Problem to solve -> For the entries below, print exactly the lines between the line holding "the tree trunk" and the line holding "task | put a marker on each instance of the glass", inclusive, and nothing else.

━━ Provided records

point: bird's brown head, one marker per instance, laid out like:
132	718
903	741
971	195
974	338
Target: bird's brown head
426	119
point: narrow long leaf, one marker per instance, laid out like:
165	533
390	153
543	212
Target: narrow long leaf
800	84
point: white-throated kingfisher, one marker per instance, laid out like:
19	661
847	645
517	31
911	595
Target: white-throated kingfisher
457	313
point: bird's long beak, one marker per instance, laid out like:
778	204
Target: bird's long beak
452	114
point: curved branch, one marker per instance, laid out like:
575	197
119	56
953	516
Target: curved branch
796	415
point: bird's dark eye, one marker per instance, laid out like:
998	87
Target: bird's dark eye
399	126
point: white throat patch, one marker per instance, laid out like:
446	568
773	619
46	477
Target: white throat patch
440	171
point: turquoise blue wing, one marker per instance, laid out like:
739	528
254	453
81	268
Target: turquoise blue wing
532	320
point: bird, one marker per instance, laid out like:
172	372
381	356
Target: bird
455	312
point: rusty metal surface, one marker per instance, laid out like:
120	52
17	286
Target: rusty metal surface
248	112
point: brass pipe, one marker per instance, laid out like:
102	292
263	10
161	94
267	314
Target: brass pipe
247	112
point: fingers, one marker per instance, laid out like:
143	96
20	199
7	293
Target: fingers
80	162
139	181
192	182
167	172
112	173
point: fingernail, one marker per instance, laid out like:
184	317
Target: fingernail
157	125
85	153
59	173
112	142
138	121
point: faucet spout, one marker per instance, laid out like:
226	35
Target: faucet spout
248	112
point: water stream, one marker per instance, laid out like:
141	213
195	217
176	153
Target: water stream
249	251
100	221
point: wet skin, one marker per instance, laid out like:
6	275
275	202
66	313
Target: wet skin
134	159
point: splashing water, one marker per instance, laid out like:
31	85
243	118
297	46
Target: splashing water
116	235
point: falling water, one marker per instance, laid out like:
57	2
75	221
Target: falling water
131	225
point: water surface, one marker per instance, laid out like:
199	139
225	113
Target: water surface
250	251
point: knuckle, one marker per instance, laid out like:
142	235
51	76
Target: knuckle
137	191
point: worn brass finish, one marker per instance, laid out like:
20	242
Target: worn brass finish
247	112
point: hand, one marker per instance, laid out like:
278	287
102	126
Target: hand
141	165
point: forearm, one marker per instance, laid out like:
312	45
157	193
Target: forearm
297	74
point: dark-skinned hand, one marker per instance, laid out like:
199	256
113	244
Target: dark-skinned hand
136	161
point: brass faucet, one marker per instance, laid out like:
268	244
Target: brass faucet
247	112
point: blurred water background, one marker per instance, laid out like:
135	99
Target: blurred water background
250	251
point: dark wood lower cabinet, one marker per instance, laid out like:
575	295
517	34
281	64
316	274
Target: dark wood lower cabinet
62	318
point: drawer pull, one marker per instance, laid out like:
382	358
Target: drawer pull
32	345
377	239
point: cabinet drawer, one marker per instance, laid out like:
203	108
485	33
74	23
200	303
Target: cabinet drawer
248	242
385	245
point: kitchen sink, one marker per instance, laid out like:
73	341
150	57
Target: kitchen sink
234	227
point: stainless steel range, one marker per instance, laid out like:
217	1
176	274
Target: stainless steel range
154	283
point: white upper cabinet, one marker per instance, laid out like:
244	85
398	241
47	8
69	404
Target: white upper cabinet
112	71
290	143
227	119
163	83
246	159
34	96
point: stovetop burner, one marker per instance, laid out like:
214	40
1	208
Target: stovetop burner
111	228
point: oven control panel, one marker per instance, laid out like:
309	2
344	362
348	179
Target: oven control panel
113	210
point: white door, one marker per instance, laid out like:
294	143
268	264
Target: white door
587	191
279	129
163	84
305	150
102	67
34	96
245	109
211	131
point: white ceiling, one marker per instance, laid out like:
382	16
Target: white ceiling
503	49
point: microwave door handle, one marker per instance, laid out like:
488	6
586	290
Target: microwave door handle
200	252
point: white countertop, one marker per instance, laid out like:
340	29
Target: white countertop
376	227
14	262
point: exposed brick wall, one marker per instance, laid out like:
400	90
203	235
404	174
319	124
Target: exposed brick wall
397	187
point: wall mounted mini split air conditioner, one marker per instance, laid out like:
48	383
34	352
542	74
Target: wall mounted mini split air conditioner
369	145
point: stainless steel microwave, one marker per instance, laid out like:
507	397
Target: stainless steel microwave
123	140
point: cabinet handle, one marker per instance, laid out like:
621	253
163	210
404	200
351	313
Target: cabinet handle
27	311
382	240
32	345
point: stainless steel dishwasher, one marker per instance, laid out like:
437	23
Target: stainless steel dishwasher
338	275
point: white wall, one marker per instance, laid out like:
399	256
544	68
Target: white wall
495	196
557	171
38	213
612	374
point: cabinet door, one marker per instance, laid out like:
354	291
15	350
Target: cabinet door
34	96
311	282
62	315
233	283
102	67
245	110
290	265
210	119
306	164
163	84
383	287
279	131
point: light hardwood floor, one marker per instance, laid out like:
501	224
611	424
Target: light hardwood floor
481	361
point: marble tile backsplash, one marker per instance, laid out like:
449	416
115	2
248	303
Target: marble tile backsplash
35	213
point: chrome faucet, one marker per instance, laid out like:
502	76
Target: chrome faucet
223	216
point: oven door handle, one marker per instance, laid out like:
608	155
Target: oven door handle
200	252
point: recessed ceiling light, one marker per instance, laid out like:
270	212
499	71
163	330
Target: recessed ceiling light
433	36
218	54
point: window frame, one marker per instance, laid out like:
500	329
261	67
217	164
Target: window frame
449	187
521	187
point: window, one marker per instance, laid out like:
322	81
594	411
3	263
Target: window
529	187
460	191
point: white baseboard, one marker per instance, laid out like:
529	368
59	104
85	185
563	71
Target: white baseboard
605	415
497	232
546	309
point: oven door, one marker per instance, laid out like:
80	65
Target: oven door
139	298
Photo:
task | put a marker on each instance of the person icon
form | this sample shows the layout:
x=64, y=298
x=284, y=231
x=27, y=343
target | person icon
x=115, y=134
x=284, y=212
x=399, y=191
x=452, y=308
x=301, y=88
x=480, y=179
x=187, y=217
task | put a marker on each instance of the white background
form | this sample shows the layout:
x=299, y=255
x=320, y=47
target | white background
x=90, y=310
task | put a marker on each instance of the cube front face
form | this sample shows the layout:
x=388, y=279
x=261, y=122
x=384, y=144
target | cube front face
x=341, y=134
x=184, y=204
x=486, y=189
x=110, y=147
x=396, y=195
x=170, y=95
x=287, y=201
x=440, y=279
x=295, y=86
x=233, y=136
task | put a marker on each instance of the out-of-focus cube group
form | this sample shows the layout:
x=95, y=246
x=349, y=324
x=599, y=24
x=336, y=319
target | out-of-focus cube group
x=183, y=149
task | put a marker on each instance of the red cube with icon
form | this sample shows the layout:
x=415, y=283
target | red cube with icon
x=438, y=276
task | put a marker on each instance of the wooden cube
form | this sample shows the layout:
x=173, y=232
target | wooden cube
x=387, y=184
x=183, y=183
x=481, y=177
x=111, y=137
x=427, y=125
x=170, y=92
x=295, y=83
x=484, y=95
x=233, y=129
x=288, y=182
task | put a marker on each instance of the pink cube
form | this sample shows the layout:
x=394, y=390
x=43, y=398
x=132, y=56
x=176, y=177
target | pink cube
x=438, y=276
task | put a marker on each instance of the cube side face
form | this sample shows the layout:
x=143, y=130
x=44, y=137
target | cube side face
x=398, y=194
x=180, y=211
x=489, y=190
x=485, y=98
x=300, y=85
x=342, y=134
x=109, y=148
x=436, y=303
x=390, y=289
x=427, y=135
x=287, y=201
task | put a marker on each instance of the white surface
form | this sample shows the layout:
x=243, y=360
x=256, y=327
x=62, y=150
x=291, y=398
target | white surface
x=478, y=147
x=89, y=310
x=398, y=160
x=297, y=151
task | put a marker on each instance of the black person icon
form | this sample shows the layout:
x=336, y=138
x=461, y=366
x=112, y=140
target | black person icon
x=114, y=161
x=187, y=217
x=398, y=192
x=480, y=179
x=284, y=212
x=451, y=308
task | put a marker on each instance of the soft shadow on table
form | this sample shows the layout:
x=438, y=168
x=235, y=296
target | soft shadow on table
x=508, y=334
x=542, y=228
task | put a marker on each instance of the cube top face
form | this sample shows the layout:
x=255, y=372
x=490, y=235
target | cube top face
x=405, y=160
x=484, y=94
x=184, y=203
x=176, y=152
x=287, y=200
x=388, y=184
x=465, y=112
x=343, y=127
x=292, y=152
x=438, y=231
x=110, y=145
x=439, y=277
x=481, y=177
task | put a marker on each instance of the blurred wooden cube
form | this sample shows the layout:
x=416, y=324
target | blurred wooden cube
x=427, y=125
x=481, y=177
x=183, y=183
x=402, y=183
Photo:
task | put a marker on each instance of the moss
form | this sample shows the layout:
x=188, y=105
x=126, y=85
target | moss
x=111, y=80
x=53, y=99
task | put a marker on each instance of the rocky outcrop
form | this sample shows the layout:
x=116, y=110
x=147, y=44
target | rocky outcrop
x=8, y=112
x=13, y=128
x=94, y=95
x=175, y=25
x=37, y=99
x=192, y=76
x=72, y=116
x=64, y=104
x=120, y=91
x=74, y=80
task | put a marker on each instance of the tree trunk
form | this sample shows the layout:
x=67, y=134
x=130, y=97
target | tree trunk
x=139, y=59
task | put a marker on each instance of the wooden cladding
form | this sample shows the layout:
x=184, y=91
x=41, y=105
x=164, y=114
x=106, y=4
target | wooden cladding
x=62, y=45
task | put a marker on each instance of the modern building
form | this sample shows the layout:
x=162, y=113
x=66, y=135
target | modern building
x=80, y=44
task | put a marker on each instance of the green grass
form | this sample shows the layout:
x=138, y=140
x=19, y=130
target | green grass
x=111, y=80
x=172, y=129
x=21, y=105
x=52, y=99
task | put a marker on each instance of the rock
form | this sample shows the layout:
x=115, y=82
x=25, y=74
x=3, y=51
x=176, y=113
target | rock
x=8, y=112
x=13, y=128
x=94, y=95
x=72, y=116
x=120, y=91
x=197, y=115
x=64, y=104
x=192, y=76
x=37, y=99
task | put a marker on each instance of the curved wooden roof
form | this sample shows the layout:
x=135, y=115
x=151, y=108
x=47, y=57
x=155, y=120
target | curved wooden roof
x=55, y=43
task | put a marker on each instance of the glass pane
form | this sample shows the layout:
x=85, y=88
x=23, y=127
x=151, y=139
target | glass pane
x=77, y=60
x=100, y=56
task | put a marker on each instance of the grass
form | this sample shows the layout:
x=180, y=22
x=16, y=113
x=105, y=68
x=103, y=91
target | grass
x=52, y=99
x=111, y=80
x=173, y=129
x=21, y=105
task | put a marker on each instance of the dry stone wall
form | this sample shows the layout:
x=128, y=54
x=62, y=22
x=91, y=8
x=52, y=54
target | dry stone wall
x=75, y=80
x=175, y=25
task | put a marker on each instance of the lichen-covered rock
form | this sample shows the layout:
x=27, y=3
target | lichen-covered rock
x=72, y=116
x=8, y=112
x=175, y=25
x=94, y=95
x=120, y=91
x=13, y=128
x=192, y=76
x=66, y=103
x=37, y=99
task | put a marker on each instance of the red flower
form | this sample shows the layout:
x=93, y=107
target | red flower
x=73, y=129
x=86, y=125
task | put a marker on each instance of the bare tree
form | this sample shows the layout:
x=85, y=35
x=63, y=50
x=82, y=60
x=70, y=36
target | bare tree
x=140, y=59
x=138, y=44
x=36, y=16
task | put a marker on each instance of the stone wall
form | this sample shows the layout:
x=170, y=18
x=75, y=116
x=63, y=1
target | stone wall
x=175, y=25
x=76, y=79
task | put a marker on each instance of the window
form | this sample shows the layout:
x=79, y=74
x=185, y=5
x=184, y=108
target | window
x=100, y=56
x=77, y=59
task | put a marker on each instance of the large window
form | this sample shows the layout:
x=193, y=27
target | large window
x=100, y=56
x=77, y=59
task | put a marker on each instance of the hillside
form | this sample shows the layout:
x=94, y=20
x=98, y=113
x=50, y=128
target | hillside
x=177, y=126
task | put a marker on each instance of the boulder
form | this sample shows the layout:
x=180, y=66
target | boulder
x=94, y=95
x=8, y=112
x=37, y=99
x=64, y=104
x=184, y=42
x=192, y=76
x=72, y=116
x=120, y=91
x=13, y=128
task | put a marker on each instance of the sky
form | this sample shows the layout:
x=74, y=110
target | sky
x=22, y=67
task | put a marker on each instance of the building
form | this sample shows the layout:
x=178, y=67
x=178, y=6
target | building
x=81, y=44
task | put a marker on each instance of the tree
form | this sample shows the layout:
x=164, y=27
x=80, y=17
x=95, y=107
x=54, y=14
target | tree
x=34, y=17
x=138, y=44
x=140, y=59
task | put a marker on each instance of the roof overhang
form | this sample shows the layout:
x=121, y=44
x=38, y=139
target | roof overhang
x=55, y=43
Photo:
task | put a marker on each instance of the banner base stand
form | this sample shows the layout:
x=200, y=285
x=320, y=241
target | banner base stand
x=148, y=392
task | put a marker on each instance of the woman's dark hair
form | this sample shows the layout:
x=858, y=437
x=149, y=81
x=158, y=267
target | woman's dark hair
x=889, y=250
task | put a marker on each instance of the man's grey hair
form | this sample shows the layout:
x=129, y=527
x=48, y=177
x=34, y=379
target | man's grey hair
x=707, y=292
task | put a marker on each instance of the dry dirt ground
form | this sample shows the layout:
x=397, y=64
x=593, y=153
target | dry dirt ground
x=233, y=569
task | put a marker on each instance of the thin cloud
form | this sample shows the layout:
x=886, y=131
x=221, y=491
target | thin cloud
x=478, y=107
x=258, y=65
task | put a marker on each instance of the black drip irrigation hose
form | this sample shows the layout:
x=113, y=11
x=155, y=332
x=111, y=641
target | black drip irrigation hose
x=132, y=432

━━━━

Task response ->
task | put a marker on each instance of the tree trunk
form | this sample shows the layout:
x=67, y=134
x=130, y=97
target | tree trunk
x=139, y=59
task | put a marker on each instance of the wooden cladding
form | this sample shows the layout:
x=184, y=91
x=41, y=105
x=164, y=114
x=106, y=4
target | wooden cladding
x=62, y=45
task | put a marker on each instance of the modern building
form | this sample shows the layout:
x=162, y=113
x=66, y=135
target | modern building
x=80, y=44
task | put a marker on each instance of the green grass
form | this sample shows the layout:
x=138, y=140
x=19, y=130
target | green grass
x=111, y=80
x=172, y=129
x=21, y=105
x=52, y=99
task | put a marker on each instance of the rock
form | this sample shows the layout:
x=115, y=82
x=25, y=74
x=3, y=51
x=176, y=113
target | rock
x=8, y=112
x=13, y=128
x=94, y=95
x=72, y=116
x=120, y=91
x=197, y=115
x=64, y=104
x=192, y=76
x=37, y=99
task | put a marker on each instance of the curved wooden roof
form | this sample shows the layout:
x=135, y=115
x=151, y=108
x=47, y=57
x=155, y=120
target | curved wooden roof
x=55, y=43
task | put a marker on each instance of the glass pane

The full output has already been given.